Money can be a sensitive topic, but in the interest of keeping it real around here, I’m going to break a few etiquette rules.

We don’t have a lot of money. And that’s okay.

I’m not here to brag, or even claim we have it all figured out. I’m here to offer advice and encouragement to those sharing our circumstance, or planning to in the future.

For the mom or soon-to-be-mom out there who is struggling with the decision to stay home, my advice to you is to do it. If you are in the financial position to live off of a single income, even if things are a little tight, there are ways to make it work. We’ve done it, and I don’t regret it at all. Single income living is a big adjustment to make, but if it’s the one that’s right for your family, you will be just as confident one year in as I am that it was the right decision.

****************************************

#### [Exercise requirements]
1) Can you quote the single-income passage, starting at "We don’t have" and ending at "in the future."?
2) Could you pick up the piece on living on one income and write on from its last sentence?

#### [Entries supplied]

****************************************

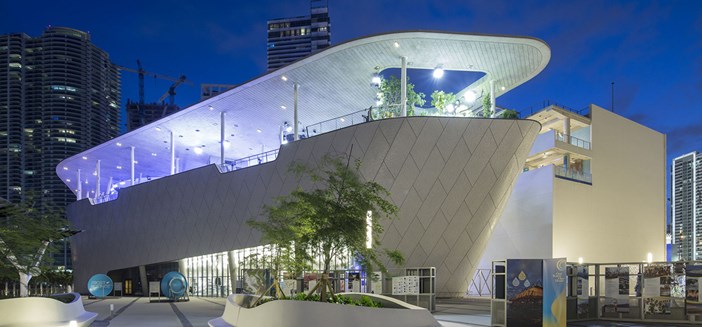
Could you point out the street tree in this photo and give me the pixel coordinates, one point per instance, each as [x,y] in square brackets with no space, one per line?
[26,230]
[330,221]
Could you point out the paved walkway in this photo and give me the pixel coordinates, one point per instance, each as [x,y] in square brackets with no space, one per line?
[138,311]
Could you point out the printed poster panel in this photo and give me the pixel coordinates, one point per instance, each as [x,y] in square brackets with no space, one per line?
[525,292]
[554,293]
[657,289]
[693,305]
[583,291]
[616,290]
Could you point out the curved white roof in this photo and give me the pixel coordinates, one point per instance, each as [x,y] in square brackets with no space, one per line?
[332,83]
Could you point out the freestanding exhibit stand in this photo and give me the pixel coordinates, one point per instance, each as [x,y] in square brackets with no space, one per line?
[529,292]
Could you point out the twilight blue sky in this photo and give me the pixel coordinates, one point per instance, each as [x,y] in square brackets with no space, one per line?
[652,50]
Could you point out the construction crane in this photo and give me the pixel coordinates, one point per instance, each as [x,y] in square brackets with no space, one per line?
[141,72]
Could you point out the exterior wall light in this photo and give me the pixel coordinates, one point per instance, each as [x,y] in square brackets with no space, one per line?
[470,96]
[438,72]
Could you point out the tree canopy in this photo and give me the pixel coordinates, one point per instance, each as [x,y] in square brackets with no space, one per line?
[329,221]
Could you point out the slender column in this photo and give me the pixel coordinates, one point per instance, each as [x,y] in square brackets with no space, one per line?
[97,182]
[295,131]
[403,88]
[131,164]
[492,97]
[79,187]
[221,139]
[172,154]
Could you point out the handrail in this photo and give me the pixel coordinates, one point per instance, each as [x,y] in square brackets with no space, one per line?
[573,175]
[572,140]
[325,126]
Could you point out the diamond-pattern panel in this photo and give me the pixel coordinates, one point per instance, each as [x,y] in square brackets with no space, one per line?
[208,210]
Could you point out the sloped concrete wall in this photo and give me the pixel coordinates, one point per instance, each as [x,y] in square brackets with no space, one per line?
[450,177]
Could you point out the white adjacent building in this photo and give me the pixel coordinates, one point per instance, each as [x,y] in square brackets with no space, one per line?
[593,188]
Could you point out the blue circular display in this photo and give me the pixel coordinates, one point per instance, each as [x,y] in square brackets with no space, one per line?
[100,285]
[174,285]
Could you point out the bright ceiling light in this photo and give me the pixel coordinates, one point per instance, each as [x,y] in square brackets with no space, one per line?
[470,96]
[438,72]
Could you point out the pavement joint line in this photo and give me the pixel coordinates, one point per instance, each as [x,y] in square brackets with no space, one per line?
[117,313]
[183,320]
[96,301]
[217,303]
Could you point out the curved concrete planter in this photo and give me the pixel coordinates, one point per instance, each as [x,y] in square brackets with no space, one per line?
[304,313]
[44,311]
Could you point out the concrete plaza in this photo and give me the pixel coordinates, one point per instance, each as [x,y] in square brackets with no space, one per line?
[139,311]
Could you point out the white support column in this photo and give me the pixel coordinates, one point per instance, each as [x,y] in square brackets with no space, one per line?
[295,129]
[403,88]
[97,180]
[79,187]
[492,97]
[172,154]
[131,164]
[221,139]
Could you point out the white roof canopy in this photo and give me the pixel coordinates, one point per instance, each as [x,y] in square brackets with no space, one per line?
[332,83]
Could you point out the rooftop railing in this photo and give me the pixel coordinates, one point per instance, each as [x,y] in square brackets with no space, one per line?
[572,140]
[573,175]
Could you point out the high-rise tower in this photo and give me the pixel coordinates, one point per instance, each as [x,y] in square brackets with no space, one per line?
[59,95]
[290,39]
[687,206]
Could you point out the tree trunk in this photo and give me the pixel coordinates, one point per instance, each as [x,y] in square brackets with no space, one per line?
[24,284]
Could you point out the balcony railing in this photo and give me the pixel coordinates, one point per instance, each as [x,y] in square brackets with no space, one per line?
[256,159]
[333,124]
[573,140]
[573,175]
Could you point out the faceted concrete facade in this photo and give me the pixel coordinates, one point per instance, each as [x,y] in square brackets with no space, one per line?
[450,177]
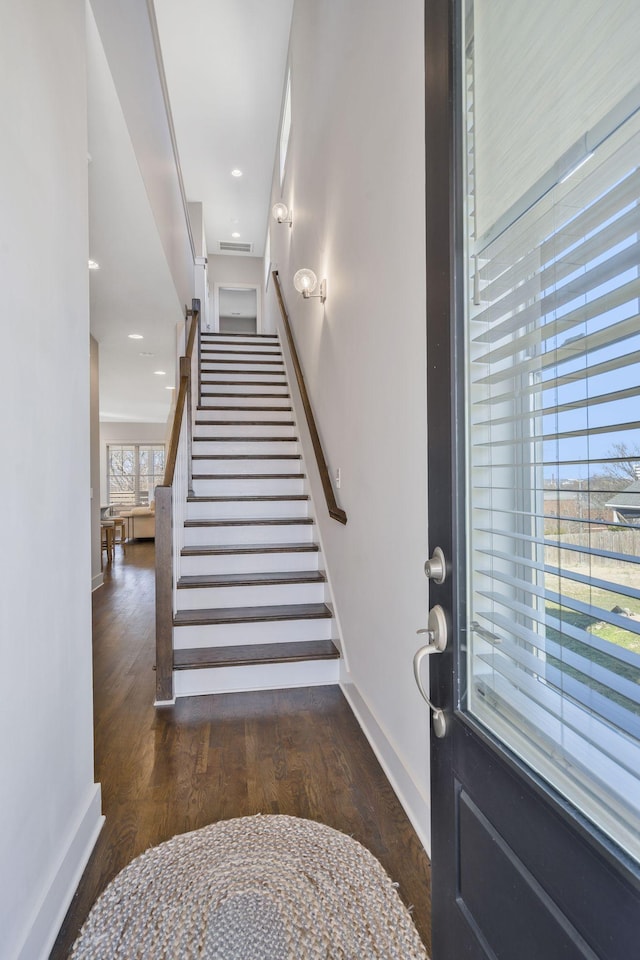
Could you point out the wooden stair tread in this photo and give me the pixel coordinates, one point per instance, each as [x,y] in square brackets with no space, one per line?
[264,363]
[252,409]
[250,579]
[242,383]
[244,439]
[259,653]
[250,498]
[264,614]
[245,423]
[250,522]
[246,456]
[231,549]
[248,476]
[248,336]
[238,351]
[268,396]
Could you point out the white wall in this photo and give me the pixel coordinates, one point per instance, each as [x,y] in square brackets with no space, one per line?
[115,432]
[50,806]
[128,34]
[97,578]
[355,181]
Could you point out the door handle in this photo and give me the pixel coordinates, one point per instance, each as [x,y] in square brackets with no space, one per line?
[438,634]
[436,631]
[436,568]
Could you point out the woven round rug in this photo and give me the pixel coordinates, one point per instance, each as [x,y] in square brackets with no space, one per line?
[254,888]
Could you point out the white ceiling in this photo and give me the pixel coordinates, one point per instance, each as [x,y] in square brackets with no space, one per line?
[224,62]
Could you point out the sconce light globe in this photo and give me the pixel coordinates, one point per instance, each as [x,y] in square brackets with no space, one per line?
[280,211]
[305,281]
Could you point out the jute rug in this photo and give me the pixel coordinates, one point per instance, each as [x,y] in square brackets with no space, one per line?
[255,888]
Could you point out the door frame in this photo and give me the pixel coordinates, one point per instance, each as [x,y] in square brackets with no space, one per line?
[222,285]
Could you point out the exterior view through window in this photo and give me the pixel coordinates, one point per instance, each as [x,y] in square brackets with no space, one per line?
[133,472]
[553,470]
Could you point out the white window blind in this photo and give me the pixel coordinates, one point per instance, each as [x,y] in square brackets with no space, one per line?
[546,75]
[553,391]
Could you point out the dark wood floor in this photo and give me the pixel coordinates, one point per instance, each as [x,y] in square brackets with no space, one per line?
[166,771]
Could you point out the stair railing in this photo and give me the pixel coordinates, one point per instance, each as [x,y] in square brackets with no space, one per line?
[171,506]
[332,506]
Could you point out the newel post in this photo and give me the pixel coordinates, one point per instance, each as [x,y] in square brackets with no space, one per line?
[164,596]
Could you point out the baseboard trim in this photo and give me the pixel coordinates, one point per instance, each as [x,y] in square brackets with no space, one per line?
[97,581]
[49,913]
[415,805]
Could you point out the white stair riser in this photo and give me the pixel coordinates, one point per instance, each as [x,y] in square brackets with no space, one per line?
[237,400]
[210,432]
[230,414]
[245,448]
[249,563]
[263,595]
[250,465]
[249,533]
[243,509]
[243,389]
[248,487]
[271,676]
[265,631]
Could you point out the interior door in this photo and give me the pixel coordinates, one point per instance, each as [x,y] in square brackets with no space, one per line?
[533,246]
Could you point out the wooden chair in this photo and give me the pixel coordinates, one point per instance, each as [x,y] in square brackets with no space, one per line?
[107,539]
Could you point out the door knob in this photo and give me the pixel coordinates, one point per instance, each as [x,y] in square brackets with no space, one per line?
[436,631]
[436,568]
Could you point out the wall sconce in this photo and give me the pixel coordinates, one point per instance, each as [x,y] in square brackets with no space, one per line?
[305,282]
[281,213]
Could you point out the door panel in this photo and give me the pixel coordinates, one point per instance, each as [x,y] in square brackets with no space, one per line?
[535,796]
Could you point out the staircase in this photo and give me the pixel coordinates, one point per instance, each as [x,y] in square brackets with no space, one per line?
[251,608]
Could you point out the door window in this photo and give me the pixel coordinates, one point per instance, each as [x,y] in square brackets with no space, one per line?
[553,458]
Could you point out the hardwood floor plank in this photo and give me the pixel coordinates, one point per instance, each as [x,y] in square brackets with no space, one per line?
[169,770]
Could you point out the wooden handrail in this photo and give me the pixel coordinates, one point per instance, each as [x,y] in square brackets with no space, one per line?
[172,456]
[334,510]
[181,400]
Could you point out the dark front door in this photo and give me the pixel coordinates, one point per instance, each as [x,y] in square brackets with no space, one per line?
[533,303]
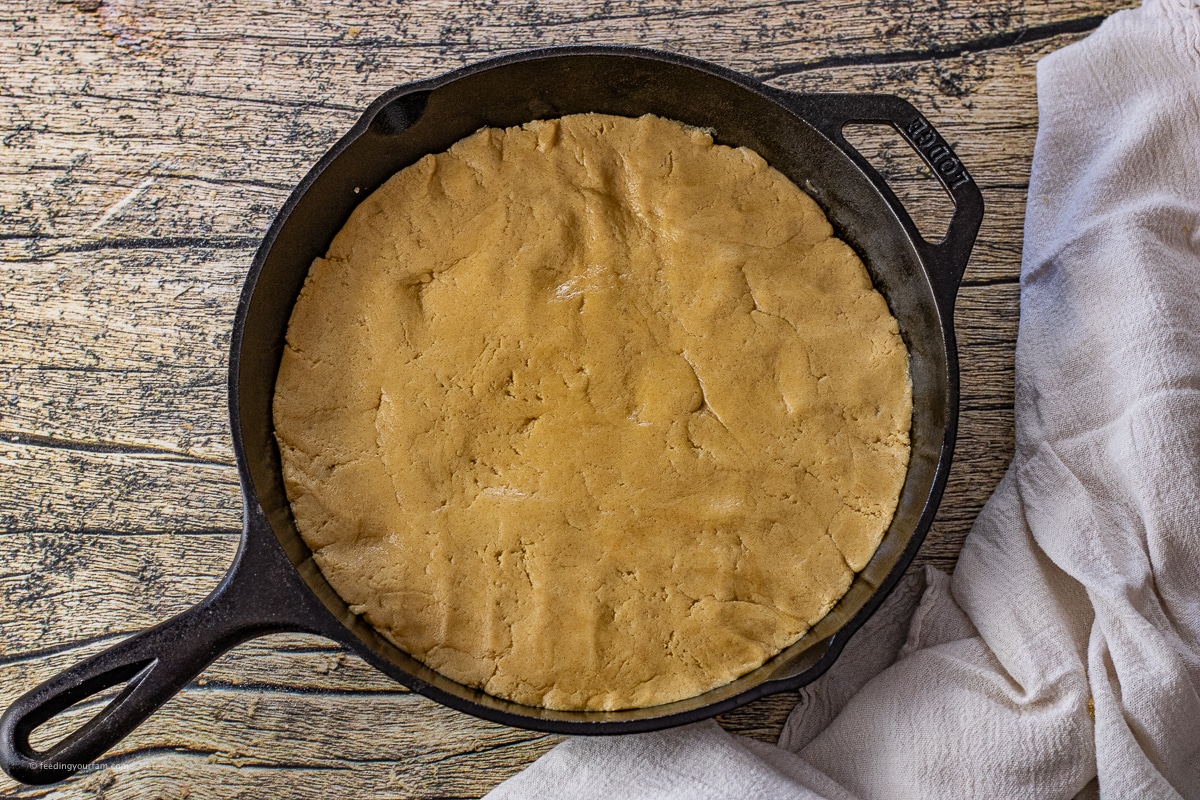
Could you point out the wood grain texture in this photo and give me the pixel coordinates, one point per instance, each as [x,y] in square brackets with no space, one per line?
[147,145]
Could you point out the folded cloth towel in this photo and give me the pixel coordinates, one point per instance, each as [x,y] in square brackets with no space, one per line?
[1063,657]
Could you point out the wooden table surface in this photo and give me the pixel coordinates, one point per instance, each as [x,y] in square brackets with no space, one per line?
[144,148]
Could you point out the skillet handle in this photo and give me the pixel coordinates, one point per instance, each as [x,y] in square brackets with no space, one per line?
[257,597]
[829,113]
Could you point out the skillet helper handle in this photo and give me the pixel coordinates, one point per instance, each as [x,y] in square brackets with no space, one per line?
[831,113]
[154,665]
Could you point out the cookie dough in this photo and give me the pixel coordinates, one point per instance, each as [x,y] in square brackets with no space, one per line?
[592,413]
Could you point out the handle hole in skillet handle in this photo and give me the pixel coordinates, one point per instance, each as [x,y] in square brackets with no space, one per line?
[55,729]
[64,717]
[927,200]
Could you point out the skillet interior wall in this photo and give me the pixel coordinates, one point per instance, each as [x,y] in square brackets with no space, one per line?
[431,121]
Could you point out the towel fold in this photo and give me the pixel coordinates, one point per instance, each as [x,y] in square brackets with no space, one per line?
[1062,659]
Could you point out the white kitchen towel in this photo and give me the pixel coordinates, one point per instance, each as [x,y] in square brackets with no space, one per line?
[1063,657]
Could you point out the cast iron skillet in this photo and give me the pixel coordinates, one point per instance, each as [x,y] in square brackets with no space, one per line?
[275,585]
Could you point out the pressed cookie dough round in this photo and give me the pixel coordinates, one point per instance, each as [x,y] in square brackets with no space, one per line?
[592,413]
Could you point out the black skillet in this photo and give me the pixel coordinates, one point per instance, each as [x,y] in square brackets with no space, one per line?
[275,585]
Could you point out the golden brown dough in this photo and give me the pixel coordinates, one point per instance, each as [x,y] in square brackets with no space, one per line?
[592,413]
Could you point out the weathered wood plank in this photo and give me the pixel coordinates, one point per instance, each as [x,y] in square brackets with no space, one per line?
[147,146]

****************************************

#### [Responses for each task]
1)
We don’t have a lot of money. And that’s okay.

I’m not here to brag, or even claim we have it all figured out. I’m here to offer advice and encouragement to those sharing our circumstance, or planning to in the future.

2)
Even before my husband and I planned to expand our family, we knew that I would likely stay home. My mother stayed home with my brother and me, and I knew that was something I wanted to do for my children. Though I have both bachelor’s and master’s degrees, I chose to forego a career in the interest of raising our babies. I’m not interested in starting a debate on working versus staying home, but that’s just to explain the personal place I’m coming from. I could work and earn more money for our family, but to be completely honest, with the expense of childcare, we don’t feel it would be worth it for us.

My husband Tyler is able to have a career that he loves. I love that he is able to follow his passion. As a stay-at-home mom, I also have the opportunity to spend my days doing something that I’m passionate about, and love my choice to spend my time with our daughter. I am so proud of my husband’s career, and of mine as a stay-at-home mom.

So we’re a single-income family, basically living paycheck to paycheck, and that’s what we’ve chosen. It’s a choice we’d make over and over again, because it’s what’s right for our family.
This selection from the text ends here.